## Texto para leitura
----------

A novela que se tem feito à volta de trágica morte deste jovem brasileiro levanta algumas questões que, de tão óbvias, não precisam de ser respondidas. A primeira questão é a de se saber por que razão os meios de comunicação fazem questão de colocar ênfase na hipotética culpa de Sir Ian Blair, quando se sabe que morreram cinquenta e seis pessoas num funesto atentado bombista. A segunda questão está relacionada com a primeira e resume-se ao seguinte: sabendo-se que morreram mais de cinquenta pessoas num atentado bombista, não seria perigoso não alvejar um homem que foge à autoridade e que, possivelmente, poderia ter consigo uma bomba? Uma outra questão poderia advir da simpatia que a imprensa em geral dedica a todos aqueles suspeitos de crimes terroristas que vão sendo apanhados pela «lei», como se fossem todos vítimas deste sistema capitalista diabólico ocidental que mata aos milhões. Várias outras simples questões poderiam colocar-se, debalde.

[Paulo Ferreira]

A não perder

O artigo de Helena Matos no Público. Aqui fica um pequeníssimo excerto:

«Valha-nos o Elvis já ter morrido porque, caso ainda fosse vivo e trocasse os apelos de Love me tender por um qualquer “Love Africa”, acabaríamos a vê-lo entrar em Belém de fato-macaco, coberto de lantejoulas e quiçá a movimentar as ancas de modo a explicar por que lhe chamaram “Elvis the pelvis”.

----------

## Instrução
Continue o texto de opinião a partir da última frase apresentada. As linhas abaixo provêm de outra fonte, distinta do texto de opinião.

----------

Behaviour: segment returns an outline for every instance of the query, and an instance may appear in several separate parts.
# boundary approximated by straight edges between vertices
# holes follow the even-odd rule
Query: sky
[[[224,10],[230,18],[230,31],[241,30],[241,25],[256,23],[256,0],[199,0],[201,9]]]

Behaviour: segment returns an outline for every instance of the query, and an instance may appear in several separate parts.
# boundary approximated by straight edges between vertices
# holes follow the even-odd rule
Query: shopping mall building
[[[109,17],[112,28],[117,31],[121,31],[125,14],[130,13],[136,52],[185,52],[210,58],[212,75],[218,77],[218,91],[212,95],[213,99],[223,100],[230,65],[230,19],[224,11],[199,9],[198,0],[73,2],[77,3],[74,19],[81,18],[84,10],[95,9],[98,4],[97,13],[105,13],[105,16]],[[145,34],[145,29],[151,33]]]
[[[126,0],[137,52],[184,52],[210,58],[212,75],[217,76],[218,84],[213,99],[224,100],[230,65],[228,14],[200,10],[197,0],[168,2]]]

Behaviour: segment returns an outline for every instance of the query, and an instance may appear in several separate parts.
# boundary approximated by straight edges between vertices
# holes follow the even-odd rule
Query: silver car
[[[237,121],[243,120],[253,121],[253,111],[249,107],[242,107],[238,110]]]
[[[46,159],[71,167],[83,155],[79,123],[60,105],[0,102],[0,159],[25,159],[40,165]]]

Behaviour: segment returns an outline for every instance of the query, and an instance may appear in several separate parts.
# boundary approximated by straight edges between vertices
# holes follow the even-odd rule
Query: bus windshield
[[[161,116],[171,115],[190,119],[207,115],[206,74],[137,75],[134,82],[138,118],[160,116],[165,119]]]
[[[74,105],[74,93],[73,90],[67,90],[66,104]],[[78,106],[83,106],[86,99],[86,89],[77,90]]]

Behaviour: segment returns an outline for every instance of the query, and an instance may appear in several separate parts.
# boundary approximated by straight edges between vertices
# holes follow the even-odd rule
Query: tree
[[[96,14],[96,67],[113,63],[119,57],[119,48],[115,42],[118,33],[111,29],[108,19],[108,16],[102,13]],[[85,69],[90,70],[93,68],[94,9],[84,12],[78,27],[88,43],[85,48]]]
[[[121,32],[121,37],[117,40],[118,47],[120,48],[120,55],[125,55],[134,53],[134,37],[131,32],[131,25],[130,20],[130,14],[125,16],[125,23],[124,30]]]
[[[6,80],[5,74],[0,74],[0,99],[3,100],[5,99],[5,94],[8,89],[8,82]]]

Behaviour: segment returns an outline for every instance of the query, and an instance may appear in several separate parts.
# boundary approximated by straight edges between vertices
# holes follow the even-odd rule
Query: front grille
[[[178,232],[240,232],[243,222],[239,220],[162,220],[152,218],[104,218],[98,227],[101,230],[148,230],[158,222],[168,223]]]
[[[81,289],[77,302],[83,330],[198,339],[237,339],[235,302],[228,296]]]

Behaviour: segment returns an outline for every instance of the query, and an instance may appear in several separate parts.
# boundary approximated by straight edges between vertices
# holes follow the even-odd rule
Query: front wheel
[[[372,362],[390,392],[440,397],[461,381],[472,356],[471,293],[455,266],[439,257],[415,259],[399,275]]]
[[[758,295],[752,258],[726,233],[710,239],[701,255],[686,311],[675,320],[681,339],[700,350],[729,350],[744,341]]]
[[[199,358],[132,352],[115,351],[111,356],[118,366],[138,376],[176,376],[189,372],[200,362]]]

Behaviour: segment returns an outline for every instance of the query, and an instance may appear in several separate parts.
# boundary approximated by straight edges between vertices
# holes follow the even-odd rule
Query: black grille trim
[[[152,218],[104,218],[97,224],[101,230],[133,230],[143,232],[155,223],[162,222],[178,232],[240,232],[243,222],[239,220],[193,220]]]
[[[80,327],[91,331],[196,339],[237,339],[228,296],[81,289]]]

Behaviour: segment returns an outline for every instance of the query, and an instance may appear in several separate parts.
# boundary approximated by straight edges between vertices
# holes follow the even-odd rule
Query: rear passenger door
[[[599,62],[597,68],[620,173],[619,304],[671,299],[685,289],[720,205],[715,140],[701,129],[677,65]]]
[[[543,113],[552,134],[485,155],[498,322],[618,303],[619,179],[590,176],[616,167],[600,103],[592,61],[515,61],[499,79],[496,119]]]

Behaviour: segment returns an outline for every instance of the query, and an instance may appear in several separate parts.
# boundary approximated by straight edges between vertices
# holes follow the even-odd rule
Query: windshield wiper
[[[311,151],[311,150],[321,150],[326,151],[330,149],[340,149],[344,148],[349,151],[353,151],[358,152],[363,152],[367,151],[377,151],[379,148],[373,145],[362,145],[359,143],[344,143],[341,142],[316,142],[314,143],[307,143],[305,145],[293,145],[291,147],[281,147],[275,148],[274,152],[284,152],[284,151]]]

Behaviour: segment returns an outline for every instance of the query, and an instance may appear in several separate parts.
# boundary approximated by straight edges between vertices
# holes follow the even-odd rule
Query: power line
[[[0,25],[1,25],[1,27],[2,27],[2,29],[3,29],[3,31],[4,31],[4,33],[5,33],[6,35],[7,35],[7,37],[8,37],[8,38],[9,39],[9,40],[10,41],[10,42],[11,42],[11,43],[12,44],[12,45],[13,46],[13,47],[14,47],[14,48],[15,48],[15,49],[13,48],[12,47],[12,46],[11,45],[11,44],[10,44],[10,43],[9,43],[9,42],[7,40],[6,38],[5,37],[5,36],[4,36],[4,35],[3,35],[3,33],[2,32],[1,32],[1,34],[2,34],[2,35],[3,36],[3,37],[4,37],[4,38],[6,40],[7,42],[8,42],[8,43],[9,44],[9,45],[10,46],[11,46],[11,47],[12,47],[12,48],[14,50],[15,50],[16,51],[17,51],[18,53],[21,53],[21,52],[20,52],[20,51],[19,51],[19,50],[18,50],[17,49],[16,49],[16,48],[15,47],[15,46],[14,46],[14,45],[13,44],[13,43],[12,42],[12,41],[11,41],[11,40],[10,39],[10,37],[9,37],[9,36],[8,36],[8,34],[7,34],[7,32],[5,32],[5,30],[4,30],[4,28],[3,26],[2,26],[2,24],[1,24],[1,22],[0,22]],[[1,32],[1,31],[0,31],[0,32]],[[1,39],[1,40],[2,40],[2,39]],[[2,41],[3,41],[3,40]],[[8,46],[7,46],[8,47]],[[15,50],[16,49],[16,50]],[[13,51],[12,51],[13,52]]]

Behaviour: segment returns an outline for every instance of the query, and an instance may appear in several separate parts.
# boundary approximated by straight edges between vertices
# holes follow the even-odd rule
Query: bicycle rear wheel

----------

## Resposta
[Paulo Ferreira]

sexta-feira, agosto 19, 2005

Histeria

Se bem me recordo, Pedro Rolo Duarte dizia há uns dias atrás que não se exige a um governante que seja histérico. Compreende-se o argumento, já que, no nosso modesto país, a principal forma de governar é, actualmente, alcançada através da histeria. Se existem dúvidas em relação a esse facto inapelável, atente-se na personagem de José Sócrates, actual primeiro-ministro em funções. José Sócrates permanece muito tempo em silêncio, no entanto, quando fala, fala revoltado, quando não aos gritos. Com efeito, José Sócrates tem pose de Estado quando está calado. Quando abre a boca, não é poeta mas é histérico. Ou seja, o silêncio que, por vezes, envolve José Sócrates, em vez de ajudar ao pensamento, cria uma revolta avassaladora que, em momentos de crispação, levam à explosão e, por conseguinte, à indignação. O pior é que este ciclo, que parece aparentemente ligado apenas a um homem, é o principal modo de fazer política no nosso país. Dir-se-ia que estamos em presença do conhecido mito do eterno retorno, que leva a que uma simples discussão parlamentar esteja constantemente a requerer a aparição de uma expressão como «defesa da honra».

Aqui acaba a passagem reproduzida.